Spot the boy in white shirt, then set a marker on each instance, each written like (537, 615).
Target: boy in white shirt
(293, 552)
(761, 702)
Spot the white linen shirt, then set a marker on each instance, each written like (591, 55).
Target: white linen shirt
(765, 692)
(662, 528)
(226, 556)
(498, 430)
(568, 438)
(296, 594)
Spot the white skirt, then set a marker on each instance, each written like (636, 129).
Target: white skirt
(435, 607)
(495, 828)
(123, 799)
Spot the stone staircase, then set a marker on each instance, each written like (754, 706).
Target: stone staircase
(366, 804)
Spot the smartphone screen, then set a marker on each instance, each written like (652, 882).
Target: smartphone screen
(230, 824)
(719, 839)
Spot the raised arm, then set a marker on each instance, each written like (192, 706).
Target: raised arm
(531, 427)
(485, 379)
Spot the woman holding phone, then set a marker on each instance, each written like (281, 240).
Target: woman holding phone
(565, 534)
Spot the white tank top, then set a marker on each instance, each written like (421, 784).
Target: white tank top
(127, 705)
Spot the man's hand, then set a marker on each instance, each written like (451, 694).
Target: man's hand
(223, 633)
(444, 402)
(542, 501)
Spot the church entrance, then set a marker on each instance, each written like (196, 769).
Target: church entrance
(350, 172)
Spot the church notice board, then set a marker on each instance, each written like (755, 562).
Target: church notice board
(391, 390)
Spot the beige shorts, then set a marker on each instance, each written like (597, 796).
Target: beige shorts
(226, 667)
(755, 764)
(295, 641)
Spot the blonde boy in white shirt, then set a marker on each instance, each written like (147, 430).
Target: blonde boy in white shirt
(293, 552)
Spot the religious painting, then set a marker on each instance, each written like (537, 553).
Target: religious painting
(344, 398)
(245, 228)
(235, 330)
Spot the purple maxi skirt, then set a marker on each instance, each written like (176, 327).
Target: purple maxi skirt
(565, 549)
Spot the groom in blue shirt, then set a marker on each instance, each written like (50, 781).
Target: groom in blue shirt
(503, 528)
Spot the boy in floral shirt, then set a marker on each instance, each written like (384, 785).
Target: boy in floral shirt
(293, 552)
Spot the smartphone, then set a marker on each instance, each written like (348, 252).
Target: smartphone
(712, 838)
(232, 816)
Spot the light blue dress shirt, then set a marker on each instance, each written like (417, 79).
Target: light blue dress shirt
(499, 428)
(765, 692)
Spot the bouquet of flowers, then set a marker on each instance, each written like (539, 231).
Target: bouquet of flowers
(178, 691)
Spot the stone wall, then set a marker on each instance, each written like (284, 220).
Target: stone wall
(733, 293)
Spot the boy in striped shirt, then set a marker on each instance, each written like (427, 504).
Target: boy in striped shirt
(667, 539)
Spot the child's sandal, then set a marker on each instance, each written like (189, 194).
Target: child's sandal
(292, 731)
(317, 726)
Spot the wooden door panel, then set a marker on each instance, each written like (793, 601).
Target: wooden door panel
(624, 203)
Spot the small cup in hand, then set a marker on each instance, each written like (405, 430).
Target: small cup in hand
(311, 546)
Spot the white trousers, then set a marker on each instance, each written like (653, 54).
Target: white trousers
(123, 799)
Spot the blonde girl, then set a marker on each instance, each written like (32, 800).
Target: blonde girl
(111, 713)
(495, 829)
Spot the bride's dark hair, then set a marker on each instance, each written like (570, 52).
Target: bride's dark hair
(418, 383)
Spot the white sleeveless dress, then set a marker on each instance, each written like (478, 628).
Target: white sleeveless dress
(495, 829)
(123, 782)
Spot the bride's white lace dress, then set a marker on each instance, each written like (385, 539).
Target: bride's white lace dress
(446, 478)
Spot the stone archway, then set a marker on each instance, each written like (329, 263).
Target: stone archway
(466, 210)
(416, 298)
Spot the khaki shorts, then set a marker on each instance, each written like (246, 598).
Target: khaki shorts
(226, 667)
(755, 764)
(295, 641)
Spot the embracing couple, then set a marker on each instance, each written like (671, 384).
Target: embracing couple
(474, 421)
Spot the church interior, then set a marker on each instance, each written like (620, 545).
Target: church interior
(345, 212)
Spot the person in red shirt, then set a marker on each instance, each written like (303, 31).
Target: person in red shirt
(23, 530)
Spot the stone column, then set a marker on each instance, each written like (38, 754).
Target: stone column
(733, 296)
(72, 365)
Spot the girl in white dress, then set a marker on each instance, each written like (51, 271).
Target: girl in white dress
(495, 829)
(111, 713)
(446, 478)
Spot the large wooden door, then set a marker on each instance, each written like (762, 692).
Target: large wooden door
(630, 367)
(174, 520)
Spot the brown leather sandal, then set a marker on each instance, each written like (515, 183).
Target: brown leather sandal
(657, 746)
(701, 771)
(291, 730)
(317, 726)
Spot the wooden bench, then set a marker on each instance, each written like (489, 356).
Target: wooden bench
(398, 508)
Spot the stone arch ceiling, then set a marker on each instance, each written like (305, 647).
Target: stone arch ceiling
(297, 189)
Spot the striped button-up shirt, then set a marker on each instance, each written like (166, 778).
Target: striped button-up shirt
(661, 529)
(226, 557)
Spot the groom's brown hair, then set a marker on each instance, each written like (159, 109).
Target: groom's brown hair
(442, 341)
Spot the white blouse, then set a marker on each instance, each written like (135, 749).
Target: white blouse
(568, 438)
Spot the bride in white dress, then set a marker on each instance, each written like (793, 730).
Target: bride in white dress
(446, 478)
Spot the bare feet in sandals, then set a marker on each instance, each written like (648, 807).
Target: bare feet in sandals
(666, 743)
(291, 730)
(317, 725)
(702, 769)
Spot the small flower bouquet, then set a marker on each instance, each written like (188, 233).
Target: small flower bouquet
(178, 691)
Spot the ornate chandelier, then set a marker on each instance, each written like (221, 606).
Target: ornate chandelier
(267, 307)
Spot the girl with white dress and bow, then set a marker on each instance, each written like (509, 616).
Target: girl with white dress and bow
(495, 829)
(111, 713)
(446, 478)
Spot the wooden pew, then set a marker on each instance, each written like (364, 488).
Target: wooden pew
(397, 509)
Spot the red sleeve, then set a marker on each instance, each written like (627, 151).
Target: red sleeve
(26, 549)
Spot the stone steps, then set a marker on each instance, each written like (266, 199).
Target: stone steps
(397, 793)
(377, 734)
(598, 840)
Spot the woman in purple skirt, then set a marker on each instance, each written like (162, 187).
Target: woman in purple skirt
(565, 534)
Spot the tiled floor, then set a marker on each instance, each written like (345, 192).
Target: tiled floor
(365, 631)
________________
Exercise:
Above are the records; copy exactly the lines from the line with "Target: light blue dress shirt" through the line with "Spot the boy in striped", both included.

Output:
Target: light blue dress shirt
(499, 428)
(765, 692)
Spot the bouquet of flowers, then set a marker on each instance, each written like (539, 231).
Target: bouquet of flowers
(178, 691)
Spot the stone wall, then set a marker on each instance, each written like (284, 220).
Target: stone wall
(733, 293)
Spot the boy in striped shirt, then set a marker on each instance, each written like (427, 504).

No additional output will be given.